--- Consigne ---
Résumez en deux phrases l'extrait consacré aux décrets d'avance et au collectif budgétaire.

***** Extrait

De fait, de par son ampleur et sa fréquence, le recours aux décrets d’avance a surtout conduit à amoindrir la portée de l’autorisation parlementaire. Chaque année, vous reprochiez légitimement au Gouvernement de ne pas respecter les droits du Parlement. Vous aviez raison : il n’est pas normal que des centaines de millions d’euros d’ouvertures et d’annulations de crédits fassent l’objet d’un simple avis des commissions des finances, qui n’est pas susceptible d’apporter des modifications et qui ne lie pas le Gouvernement.
Nous nous sommes engagés à ce que, dorénavant, les ouvertures de crédits supplémentaires fassent toutes l’objet d’un vote du Parlement, ainsi que de possibles amendements, discutés en séance, sans mesures fiscales, dans le cadre d’une loi de finances spécifique. C’est le cas cette année.
Ces trois engagements, le Gouvernement les a respectés, puisque ce collectif budgétaire est le point d’aboutissement de notre démarche de sincérisation, entreprise dès l’an dernier, au lendemain du rapport de la Cour des comptes qui pointait des insincérisations graves et répétées lors de la gestion précédente.
Premièrement, comme vous l’avez constaté, le texte que je vous présente aujourd’hui est uniquement composé d’articles techniques – certes, il y a souvent de la politique derrière la technique –, qui confirment la sincérité des prévisions présentées lors du projet de loi de finances pour 2019. Son contenu a donc été restreint aux seules mesures ayant trait à l’exercice en cours, afin qu’il retrouve sa cohérence et sa vocation première. C’est la première fois depuis l’entrée en vigueur de la LOLF.

**********
***** Données fournies

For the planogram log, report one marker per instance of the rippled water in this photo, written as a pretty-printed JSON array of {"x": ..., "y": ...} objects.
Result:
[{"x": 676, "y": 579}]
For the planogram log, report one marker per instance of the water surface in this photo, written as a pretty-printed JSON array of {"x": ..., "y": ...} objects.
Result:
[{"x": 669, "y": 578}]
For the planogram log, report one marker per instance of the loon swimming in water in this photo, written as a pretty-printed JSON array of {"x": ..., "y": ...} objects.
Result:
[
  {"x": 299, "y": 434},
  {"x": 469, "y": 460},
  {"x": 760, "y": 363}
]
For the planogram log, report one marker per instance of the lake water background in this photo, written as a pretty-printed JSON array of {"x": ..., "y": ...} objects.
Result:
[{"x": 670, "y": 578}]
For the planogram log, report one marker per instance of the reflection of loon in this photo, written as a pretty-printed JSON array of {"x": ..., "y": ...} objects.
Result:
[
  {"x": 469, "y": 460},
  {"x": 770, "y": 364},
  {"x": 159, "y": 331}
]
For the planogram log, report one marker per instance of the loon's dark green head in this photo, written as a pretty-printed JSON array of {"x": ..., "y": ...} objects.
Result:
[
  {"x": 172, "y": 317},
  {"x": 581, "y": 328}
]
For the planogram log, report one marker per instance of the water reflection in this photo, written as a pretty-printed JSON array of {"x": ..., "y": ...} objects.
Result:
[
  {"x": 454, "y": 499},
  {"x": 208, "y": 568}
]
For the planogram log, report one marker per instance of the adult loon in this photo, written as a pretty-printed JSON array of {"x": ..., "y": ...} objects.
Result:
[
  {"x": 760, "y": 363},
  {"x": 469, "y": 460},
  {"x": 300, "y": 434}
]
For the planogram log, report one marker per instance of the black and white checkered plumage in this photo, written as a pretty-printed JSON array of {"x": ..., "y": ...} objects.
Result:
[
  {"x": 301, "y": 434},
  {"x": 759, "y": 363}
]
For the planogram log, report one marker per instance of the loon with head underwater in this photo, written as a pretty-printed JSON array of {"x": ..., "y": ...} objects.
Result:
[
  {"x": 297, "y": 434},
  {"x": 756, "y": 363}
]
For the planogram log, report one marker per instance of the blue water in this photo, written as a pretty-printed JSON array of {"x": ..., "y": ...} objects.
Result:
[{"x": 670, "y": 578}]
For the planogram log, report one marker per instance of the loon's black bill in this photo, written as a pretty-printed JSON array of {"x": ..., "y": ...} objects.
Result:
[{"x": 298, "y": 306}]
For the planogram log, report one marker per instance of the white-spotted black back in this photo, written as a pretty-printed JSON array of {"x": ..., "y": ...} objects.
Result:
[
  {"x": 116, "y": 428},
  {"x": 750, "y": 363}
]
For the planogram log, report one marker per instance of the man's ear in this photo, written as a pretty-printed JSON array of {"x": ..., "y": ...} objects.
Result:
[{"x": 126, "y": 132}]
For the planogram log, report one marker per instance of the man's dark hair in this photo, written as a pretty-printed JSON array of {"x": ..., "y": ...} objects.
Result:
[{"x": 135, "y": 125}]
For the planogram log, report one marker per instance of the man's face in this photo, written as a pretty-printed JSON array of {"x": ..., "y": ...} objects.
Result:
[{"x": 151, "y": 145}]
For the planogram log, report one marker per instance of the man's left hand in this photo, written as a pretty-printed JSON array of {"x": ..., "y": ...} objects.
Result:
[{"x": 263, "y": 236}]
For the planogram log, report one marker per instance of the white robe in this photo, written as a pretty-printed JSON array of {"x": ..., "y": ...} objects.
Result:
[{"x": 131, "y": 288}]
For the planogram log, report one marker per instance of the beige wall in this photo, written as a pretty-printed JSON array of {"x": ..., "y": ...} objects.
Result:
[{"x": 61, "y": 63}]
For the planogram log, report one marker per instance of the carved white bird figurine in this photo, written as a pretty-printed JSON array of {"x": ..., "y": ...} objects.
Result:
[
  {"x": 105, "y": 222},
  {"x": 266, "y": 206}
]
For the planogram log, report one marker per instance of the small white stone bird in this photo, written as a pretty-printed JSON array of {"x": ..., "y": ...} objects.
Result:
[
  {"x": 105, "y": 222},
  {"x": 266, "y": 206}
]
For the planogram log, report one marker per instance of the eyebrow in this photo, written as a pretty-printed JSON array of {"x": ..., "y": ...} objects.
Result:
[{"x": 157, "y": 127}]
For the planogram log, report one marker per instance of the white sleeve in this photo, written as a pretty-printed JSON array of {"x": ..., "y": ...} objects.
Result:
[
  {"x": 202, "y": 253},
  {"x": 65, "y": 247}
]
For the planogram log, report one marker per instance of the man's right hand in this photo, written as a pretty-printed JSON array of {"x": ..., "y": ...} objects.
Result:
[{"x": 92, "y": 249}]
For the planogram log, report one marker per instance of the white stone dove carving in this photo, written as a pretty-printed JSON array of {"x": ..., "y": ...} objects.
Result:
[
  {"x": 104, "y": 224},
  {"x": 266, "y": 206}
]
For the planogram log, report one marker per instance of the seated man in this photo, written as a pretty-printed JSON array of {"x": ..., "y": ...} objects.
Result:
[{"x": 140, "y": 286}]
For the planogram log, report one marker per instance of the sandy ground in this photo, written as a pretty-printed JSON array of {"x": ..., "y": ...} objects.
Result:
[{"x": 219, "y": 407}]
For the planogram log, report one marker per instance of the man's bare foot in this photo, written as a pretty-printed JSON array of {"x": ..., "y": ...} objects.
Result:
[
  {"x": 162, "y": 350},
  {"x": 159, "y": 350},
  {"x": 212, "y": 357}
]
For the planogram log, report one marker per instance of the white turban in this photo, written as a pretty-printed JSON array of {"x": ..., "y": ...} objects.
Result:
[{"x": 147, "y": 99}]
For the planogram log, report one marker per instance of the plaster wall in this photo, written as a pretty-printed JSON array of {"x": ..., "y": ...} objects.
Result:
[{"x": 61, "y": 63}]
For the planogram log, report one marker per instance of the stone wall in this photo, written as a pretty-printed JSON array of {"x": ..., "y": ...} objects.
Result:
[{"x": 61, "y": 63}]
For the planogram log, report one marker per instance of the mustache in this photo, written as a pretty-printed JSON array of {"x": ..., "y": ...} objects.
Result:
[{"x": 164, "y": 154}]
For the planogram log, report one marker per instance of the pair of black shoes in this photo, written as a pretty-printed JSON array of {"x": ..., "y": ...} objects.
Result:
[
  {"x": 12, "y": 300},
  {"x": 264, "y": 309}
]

**********

--- Réponse ---
Par leur ampleur et leur fréquence, les décrets d'avance ont amoindri la portée de l'autorisation parlementaire, car des centaines de millions d'euros de crédits n'étaient soumis qu'à un simple avis des commissions des finances, qui ne liait pas le Gouvernement. Celui-ci s'est donc engagé à faire voter par le Parlement toute ouverture de crédits supplémentaires dans une loi de finances spécifique, et ce collectif budgétaire, composé uniquement d'articles techniques relatifs à l'exercice en cours, marque l'aboutissement de sa démarche de sincérisation.